◆ What needs to be done
Reproduce all of the records that follow, line for line and without changing anything.

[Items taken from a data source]
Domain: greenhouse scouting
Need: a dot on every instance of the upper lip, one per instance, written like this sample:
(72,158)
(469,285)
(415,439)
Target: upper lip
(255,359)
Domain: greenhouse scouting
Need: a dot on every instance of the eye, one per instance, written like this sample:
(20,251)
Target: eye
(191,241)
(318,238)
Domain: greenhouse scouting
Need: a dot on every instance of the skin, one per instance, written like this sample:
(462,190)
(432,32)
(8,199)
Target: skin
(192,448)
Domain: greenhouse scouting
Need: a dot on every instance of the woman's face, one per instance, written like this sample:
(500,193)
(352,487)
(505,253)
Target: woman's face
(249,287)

◆ Solution for this task
Domain: greenhouse scouting
Need: a dot on every instance of the upper lip, one per instance, written like this sample:
(72,158)
(469,285)
(415,439)
Target: upper lip
(255,359)
Domain: greenhouse scouting
Need: a dot on every instance of the eye, one per instance, written like this sample:
(20,251)
Target: eye
(191,241)
(318,238)
Domain: greenhouse scouting
Need: a dot on every instance of the skin, one per instance, written like this sample:
(462,190)
(432,32)
(8,199)
Target: skin
(192,448)
Domain: greenhouse scouting
Need: a dot on every instance of the woman's face, one per instance, written like this sample:
(500,193)
(352,487)
(505,253)
Target: woman's face
(249,287)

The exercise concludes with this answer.